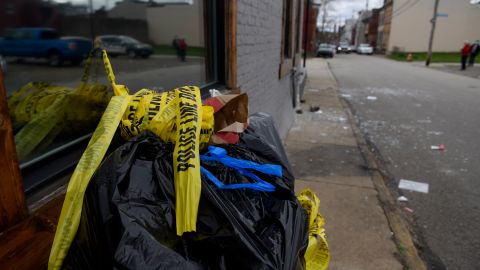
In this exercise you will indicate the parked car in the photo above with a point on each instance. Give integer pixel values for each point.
(116, 45)
(365, 48)
(325, 49)
(44, 43)
(344, 47)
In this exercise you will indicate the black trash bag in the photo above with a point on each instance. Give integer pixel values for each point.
(128, 218)
(261, 137)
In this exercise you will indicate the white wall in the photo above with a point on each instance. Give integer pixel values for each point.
(411, 28)
(186, 21)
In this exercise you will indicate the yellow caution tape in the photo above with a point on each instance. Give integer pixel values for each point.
(186, 158)
(176, 116)
(46, 111)
(89, 162)
(317, 256)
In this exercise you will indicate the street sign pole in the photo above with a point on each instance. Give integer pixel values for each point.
(432, 32)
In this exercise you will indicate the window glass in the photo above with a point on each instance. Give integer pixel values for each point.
(157, 44)
(48, 35)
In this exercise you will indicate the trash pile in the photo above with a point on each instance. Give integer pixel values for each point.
(196, 185)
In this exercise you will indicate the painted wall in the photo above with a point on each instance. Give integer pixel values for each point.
(259, 43)
(410, 29)
(186, 21)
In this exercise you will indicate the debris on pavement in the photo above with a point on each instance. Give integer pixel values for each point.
(413, 186)
(167, 198)
(440, 147)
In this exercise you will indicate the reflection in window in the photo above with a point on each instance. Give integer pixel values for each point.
(151, 44)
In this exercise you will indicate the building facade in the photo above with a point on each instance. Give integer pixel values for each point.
(361, 31)
(409, 31)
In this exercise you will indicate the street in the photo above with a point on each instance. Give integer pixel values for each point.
(403, 110)
(157, 72)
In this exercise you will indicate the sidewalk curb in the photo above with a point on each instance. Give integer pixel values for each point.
(401, 232)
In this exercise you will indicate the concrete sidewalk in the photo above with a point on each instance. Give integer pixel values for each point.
(324, 154)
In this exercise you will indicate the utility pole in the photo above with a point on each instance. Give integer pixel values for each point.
(305, 33)
(432, 32)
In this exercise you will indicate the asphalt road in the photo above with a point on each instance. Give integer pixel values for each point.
(159, 72)
(416, 107)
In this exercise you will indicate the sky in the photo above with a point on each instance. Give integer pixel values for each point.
(344, 9)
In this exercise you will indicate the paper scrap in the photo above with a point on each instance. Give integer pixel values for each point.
(413, 185)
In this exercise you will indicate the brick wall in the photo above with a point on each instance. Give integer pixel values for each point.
(259, 37)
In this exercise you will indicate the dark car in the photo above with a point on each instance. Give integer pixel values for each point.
(44, 43)
(325, 49)
(116, 45)
(344, 47)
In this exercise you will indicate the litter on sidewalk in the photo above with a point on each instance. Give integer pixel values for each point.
(413, 186)
(440, 147)
(170, 195)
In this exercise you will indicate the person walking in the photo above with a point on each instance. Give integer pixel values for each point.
(465, 53)
(474, 51)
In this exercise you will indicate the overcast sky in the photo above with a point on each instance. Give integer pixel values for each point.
(345, 8)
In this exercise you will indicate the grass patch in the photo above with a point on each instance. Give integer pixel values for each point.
(169, 50)
(438, 57)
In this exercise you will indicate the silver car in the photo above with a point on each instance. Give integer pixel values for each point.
(365, 48)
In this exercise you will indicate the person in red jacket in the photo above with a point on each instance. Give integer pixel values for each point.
(465, 53)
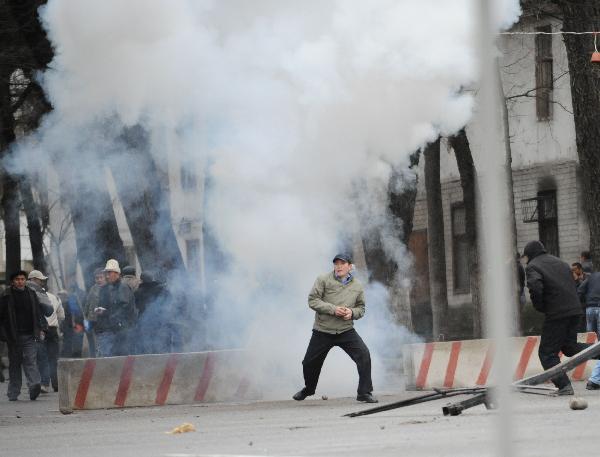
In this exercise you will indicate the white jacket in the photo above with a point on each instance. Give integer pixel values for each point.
(59, 312)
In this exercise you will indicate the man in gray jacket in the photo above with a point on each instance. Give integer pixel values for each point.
(22, 323)
(337, 299)
(116, 314)
(552, 290)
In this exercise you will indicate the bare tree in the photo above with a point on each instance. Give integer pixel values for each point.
(584, 16)
(435, 236)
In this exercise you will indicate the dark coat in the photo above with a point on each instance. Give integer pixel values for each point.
(551, 285)
(153, 295)
(119, 302)
(8, 315)
(589, 290)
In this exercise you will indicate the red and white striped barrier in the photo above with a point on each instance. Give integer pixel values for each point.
(469, 363)
(155, 379)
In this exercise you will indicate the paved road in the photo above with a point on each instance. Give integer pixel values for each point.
(543, 426)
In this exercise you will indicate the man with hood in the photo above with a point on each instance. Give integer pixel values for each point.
(156, 320)
(128, 277)
(115, 314)
(552, 291)
(22, 323)
(47, 356)
(337, 299)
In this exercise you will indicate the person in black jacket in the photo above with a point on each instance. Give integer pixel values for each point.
(552, 292)
(115, 314)
(22, 325)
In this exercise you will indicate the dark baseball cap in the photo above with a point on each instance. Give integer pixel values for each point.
(343, 256)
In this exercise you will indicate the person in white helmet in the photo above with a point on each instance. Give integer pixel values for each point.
(115, 314)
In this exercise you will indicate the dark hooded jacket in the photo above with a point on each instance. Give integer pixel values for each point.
(8, 314)
(550, 282)
(119, 302)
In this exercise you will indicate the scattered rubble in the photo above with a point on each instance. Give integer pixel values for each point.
(183, 428)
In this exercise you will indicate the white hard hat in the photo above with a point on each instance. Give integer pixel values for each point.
(112, 265)
(37, 274)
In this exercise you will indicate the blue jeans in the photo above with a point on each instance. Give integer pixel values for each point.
(105, 344)
(592, 318)
(22, 355)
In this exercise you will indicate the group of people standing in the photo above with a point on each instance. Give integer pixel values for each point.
(120, 315)
(556, 290)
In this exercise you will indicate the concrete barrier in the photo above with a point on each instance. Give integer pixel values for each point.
(469, 363)
(155, 379)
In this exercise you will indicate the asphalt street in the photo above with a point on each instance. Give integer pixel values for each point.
(542, 426)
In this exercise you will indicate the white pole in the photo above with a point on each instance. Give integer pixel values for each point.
(495, 234)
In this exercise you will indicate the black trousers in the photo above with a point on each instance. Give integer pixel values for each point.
(351, 343)
(559, 335)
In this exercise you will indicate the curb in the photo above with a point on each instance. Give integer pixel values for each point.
(469, 363)
(154, 380)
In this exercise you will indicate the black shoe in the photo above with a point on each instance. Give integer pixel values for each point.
(592, 386)
(34, 392)
(301, 395)
(566, 390)
(367, 398)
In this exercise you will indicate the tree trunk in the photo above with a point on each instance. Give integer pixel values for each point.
(146, 205)
(34, 225)
(96, 232)
(511, 205)
(585, 94)
(10, 186)
(468, 182)
(435, 237)
(402, 204)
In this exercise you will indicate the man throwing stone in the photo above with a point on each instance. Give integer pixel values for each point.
(552, 290)
(337, 299)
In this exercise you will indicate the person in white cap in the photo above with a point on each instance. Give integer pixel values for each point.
(47, 350)
(116, 314)
(22, 324)
(338, 300)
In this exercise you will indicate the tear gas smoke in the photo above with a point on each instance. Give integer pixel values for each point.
(297, 113)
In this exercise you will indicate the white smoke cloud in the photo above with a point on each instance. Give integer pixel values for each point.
(298, 111)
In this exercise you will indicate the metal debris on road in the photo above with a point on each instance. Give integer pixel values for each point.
(578, 403)
(183, 428)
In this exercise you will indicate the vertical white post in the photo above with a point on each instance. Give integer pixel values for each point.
(497, 258)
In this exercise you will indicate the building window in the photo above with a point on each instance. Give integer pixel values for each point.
(543, 73)
(188, 176)
(548, 221)
(460, 251)
(192, 249)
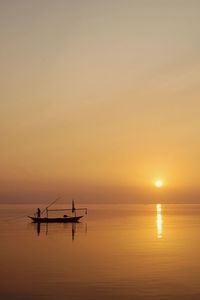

┄┄┄┄┄┄

How many lines in the entries above contain the string "curb"? Case counts. Reply with the number only.

FINAL RESULT: 2